_Given passage:_

=== Section Start ===

COVID-19 infection was significantly associated with increased risks of several conditions, including loss of smell and taste, concentration, and memory impairment.
Most long-term symptoms that develop after a mild COVID-19 infection resolve within a year, according to a large study published in The BMJ.
In addition, researchers found that vaccinated individuals had a lower risk of breathing difficulties—the most common symptom to develop after mild infection—compared with unvaccinated individuals. These findings suggest that, although long COVID-19 has been feared and discussed since the beginning of the pandemic, the vast majority of mild cases do not suffer serious or chronic long-term illness.
Long COVID-19 is defined as symptoms persisting or new symptoms appearing more than 4 weeks after initial COVID-19 infection. In March 2022, an estimated 1.5 million individuals in the United Kingdom (2.4% of the population) reported long COVID-19 symptoms, which consisted mostly of fatigue, shortness of breath, loss of smell, loss of taste, and difficulty concentrating.
However, the clinical effects of long COVID-19 lasting 1 year after mild infection and the association with age, sex, COVID-19 variants, and vaccination status are unclear. To address this, investigators compared the health of uninfected individuals with those who had recovered from mild COVID-19 for a year after infection.

=== Section End ===

_Extracted material:_
=== Section Start ===

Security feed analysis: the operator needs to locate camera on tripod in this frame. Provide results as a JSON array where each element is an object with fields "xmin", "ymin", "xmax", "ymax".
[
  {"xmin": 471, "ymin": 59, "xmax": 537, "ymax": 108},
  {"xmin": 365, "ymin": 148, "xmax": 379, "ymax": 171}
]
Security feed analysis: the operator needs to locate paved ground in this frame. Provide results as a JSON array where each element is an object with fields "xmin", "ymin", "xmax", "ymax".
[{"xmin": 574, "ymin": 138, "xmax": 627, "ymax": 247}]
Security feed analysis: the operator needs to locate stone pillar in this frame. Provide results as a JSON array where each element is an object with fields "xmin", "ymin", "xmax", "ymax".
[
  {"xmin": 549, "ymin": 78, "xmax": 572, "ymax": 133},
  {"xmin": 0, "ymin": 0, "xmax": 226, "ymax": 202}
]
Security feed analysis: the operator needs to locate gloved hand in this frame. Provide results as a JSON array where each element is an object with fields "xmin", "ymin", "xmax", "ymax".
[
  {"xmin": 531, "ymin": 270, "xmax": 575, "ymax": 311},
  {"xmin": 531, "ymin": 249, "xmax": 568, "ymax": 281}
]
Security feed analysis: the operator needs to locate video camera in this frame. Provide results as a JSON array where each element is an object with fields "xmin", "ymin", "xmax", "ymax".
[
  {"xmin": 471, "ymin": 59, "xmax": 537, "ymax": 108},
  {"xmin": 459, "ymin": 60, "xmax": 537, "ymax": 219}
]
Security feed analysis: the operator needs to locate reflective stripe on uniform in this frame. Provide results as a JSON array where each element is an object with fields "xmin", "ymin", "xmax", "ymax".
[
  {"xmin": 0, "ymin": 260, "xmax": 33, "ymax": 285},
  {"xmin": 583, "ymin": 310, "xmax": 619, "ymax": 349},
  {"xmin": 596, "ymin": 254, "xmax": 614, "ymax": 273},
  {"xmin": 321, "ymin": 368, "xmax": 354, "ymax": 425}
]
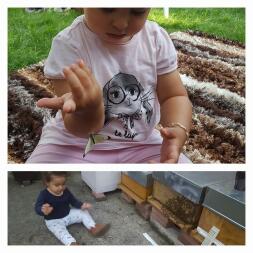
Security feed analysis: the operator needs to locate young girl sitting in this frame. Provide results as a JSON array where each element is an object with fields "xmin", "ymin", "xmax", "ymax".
[
  {"xmin": 35, "ymin": 171, "xmax": 109, "ymax": 245},
  {"xmin": 27, "ymin": 8, "xmax": 192, "ymax": 163}
]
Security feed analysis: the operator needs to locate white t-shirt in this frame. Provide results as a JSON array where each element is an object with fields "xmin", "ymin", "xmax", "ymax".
[{"xmin": 40, "ymin": 16, "xmax": 177, "ymax": 150}]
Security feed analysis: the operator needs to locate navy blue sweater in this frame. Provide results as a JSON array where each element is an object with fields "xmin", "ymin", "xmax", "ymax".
[{"xmin": 35, "ymin": 188, "xmax": 82, "ymax": 220}]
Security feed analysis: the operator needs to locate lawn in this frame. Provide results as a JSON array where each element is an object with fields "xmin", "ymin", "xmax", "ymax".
[{"xmin": 8, "ymin": 8, "xmax": 245, "ymax": 72}]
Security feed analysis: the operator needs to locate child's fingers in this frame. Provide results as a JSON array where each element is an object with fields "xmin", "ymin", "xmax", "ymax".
[
  {"xmin": 77, "ymin": 60, "xmax": 97, "ymax": 89},
  {"xmin": 77, "ymin": 60, "xmax": 91, "ymax": 75},
  {"xmin": 71, "ymin": 64, "xmax": 92, "ymax": 89},
  {"xmin": 62, "ymin": 99, "xmax": 76, "ymax": 113},
  {"xmin": 63, "ymin": 67, "xmax": 84, "ymax": 100},
  {"xmin": 37, "ymin": 97, "xmax": 64, "ymax": 110}
]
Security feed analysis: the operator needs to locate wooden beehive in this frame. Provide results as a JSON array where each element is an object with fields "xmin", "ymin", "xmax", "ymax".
[
  {"xmin": 152, "ymin": 180, "xmax": 202, "ymax": 228},
  {"xmin": 191, "ymin": 207, "xmax": 245, "ymax": 245},
  {"xmin": 119, "ymin": 173, "xmax": 152, "ymax": 203}
]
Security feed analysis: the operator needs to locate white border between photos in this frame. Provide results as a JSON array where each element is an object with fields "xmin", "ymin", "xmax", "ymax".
[{"xmin": 0, "ymin": 0, "xmax": 253, "ymax": 253}]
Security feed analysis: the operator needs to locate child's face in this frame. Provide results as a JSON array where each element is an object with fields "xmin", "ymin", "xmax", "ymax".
[
  {"xmin": 47, "ymin": 175, "xmax": 66, "ymax": 196},
  {"xmin": 84, "ymin": 8, "xmax": 150, "ymax": 44}
]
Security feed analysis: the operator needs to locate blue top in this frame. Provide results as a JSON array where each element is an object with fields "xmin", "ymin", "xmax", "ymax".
[{"xmin": 35, "ymin": 188, "xmax": 83, "ymax": 220}]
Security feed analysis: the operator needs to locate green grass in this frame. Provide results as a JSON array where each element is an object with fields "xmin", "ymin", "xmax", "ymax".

=== Section End ===

_What this exercise asks:_
A. In the passage about long COVID-19, how many people in the United Kingdom reported long COVID-19 symptoms in March 2022?
B. Carry on the passage about long COVID-19 after mild infection, picking up right after its last sentence.

_Answers in order:_
A. An estimated 1.5 million, or 2.4% of the population.

B.
They used electronic records of a large public health care organization in Israel, in which nearly 2 million members were tested for COVID-19 between March 1, 2020, and October 1, 2021. More than 70 long COVID-19 conditions were analyzed in a group of infected and matched uninfected participants, with an average age of 25 years and 51% female.
Researchers compared conditions in unvaccinated participants, with and without COVID-19 infection, controlling for age, sex, and COVID-19 variants, during early (30 to 180 days) and late (180 to 360 days) time periods after infection. Conditions in vaccinated versus unvaccinated people with COVID-19 were also compared over the same time periods.
To ensure that only mild disease was assessed, the investigators excluded patients admitted to the hospital with more serious illness. Other potentially influential factors, such as alcohol intake, smoking status, socioeconomic level, and a range of pre-existing chronic conditions were also taken into account.
According to the study findings, COVID-19 infection was significantly associated with increased risks of several conditions, including loss of smell and taste, concentration and memory impairment, breathing difficulties, weakness, palpitations, streptococcal tonsillitis, and dizziness in both early and late time periods. Hair loss, chest pain, cough, muscle aches and pains, and respiratory disorders resolved in the late period.
For example, compared with non-infected individuals, the study found that mild COVID-19 infection was associated with a 4.5-fold higher risk of smell and taste loss in the early period and an almost 3-fold higher risk in the late period. The overall burden of conditions after infection across the 12-month study period was highest for weakness and breathing difficulties.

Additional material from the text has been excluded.